### What the task asks
Quote the lines starting at the one containing "Can you find the bare" and ending at the one containing "pixel 1315 133", both included, with nothing changed.
-- START OF Supplied data --
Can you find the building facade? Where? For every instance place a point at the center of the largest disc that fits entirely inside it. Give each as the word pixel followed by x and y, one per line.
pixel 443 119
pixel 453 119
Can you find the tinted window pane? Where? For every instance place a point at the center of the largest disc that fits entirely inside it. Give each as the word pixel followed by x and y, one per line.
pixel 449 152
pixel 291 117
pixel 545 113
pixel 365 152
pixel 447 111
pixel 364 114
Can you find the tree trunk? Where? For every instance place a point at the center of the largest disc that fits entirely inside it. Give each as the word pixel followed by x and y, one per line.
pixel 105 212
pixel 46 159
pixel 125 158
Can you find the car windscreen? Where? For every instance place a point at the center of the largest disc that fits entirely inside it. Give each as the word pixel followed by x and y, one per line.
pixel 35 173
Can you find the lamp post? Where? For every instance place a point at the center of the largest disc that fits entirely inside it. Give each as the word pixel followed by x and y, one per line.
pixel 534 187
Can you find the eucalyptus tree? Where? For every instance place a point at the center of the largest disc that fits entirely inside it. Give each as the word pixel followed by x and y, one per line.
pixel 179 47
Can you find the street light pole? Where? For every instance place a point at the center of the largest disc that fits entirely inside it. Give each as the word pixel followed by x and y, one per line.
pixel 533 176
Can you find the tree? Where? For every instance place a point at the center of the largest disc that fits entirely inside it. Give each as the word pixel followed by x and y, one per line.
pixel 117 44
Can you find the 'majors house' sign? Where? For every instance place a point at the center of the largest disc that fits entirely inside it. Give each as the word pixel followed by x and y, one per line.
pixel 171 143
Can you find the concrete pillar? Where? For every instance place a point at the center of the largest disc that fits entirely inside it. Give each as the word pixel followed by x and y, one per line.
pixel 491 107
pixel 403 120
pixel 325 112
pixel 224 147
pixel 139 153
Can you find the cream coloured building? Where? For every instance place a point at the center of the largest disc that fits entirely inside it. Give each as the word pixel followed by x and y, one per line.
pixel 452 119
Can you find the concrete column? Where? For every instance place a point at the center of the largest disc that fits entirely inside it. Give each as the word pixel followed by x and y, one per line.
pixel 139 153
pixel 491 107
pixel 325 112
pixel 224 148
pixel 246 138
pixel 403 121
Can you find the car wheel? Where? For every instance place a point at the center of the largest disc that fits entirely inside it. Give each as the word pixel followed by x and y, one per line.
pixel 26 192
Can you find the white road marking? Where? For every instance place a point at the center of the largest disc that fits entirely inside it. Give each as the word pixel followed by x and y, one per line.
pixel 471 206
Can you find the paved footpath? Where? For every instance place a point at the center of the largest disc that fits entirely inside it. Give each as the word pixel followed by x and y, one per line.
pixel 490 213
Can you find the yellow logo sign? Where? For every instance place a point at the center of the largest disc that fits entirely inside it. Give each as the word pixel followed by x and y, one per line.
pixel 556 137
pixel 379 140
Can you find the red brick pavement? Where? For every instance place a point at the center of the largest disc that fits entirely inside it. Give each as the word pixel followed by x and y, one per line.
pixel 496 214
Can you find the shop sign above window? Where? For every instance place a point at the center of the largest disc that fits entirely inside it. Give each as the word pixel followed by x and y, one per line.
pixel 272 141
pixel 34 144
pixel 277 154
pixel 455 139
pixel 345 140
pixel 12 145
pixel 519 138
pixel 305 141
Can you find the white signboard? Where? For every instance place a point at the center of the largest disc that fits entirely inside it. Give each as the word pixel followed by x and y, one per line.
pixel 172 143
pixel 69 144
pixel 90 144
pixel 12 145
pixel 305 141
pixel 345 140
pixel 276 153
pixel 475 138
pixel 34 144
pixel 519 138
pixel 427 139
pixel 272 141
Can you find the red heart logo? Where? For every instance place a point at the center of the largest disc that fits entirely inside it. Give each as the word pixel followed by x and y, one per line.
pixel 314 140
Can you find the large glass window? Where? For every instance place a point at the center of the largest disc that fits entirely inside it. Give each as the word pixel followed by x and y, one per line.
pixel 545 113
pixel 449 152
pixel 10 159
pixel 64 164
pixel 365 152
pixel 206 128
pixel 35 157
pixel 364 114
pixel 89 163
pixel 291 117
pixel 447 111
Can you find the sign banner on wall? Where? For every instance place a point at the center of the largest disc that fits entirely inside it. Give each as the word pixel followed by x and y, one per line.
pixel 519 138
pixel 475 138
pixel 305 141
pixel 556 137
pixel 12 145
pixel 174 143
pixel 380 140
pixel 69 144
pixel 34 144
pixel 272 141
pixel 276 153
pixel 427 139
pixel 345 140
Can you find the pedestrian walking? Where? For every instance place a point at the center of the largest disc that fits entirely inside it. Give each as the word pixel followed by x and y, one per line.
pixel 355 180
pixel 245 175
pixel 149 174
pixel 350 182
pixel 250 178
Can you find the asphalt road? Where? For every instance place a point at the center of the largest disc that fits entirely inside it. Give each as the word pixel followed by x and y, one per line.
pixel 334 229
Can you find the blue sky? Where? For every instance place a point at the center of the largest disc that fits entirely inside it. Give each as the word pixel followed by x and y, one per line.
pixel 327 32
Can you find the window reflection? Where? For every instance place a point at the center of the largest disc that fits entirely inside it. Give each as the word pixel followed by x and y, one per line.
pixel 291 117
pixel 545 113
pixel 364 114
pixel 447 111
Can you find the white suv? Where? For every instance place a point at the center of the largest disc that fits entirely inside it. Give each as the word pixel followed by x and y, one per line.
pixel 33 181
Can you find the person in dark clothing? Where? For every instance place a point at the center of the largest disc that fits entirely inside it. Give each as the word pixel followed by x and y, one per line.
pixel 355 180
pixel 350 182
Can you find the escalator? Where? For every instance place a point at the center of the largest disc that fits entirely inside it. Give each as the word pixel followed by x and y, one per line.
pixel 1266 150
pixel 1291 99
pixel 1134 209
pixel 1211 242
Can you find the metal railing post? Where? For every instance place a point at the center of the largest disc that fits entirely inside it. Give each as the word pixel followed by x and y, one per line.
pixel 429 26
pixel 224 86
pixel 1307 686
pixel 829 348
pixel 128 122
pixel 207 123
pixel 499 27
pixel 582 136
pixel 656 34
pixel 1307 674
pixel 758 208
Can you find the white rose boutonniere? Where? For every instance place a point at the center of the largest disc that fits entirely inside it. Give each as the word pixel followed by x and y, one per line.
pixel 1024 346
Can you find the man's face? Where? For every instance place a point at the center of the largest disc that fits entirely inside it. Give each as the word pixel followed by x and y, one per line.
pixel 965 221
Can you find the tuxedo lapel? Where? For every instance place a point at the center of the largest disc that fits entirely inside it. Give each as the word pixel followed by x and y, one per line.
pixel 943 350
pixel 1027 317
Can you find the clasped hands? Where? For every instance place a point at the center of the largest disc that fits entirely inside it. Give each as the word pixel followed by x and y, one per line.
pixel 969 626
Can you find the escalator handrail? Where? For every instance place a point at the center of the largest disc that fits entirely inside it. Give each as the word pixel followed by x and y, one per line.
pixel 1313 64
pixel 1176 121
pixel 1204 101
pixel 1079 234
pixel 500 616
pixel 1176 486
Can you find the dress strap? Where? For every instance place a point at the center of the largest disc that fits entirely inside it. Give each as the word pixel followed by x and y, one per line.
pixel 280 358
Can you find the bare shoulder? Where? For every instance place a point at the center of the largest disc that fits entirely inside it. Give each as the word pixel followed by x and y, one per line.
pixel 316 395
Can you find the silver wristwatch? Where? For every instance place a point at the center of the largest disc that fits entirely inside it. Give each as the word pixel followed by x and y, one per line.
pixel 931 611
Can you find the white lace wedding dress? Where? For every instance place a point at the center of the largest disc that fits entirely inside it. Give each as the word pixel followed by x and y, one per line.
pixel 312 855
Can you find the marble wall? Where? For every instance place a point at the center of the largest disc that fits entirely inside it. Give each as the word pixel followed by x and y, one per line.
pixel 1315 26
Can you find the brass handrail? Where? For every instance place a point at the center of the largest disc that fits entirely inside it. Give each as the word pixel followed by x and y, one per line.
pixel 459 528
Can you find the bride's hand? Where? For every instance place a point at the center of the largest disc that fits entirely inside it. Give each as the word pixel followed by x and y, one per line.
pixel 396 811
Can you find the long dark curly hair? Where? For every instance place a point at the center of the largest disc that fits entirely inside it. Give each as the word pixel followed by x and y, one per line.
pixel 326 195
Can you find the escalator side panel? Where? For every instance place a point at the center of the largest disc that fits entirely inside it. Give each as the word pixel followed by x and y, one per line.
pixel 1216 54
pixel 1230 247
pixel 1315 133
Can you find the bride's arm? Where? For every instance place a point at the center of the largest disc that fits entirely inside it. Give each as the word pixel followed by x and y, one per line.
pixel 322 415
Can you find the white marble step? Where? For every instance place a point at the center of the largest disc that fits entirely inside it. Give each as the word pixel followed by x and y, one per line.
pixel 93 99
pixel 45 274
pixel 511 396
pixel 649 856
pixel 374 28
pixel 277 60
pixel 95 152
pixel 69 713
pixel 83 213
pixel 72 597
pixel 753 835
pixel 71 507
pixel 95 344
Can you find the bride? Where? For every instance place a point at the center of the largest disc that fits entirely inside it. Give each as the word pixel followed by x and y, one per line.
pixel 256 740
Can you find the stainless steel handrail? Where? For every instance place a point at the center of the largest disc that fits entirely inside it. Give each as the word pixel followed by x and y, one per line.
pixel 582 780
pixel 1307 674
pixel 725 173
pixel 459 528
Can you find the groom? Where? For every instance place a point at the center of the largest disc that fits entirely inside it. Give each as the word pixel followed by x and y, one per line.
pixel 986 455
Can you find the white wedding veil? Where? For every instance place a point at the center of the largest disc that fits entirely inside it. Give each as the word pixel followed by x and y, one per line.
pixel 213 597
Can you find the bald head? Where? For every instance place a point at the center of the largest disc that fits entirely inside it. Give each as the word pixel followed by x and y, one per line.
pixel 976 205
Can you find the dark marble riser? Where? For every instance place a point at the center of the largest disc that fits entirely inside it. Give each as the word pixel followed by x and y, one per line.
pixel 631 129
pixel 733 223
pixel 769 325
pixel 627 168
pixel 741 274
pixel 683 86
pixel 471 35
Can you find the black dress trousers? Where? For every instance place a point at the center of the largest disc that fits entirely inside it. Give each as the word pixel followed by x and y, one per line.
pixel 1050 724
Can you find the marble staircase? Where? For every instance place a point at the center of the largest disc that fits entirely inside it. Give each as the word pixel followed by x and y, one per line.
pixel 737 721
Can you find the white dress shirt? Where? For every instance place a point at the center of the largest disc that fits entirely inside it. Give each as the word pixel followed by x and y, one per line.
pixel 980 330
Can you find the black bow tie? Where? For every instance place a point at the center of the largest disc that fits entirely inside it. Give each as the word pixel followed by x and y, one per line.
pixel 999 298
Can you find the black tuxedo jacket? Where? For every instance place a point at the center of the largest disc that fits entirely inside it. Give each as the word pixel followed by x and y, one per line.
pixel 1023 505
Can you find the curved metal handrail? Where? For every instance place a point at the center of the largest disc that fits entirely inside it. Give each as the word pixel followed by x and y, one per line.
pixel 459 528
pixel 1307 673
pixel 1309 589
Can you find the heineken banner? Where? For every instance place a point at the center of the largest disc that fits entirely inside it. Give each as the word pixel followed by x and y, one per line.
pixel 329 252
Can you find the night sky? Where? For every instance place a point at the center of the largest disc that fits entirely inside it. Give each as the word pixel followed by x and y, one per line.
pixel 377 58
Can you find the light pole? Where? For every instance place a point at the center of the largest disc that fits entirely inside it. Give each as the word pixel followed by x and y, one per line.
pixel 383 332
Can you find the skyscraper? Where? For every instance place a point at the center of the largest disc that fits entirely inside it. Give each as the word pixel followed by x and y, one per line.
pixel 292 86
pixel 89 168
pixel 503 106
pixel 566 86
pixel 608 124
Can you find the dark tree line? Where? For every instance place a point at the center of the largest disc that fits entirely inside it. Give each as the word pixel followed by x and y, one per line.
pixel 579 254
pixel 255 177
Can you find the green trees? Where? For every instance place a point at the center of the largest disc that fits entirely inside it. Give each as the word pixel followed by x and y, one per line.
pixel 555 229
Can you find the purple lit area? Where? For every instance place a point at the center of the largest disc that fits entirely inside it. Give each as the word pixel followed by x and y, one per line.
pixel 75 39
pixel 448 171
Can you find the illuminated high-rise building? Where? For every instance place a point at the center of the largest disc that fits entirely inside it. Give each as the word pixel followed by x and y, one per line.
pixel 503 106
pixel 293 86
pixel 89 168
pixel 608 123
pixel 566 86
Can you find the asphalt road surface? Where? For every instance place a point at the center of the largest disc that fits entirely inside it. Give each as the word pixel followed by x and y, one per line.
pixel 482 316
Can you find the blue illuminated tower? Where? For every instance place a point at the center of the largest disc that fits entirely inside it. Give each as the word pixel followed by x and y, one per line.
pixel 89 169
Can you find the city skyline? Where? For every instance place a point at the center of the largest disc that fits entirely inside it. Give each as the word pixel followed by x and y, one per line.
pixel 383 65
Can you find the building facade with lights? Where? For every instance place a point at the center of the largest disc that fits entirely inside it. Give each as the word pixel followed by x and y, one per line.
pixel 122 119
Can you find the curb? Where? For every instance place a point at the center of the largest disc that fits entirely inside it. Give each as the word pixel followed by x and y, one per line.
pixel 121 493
-- END OF Supplied data --
### Correct result
Can you find the bare shoulder? Where? For every instance place a point at the center of the largest disc that fits entirely inside it. Give each as the word pixel followed by x and y, one per line.
pixel 316 395
Can you find the silver wristwatch? Where? For every instance place a point at the center of the largest disc that fits entirely inside it. Give each as the word pixel followed by x and y, one per line.
pixel 931 611
Can you find the white lace wedding dress? Where? For every instance place a point at the center of the largest disc that fits entirely inside it. Give each as the word pixel followed by x and y, one per line.
pixel 312 855
Can you find the marble wall? Where? For every instance place a point at the center of the largest disc that fits entirely inside it. Give each as the word pixel followed by x and y, one per line.
pixel 1315 26
Can you find the brass handrail? Where? For every instance place a point at the center of the largest disc that fits entirely inside it. Give each as the word pixel followed by x and y, one per line.
pixel 459 528
Can you find the bride's hand? Where? For every instance place a point at the center of the largest disc that fits entirely inside it. Give each as the word pixel followed by x and y, one per line.
pixel 396 811
Can you find the long dark curly hair? Where? For every instance place a point at the center of the largest disc that fits entirely inside it. Give each as the word pixel followed by x and y, one per line.
pixel 326 195
Can you find the escalator side panel? Where? For every instance place a point at the center of the largest disc that fits entirely inside it. Give each as the word pixel followed by x and y, one per line.
pixel 1216 54
pixel 1230 247
pixel 1315 133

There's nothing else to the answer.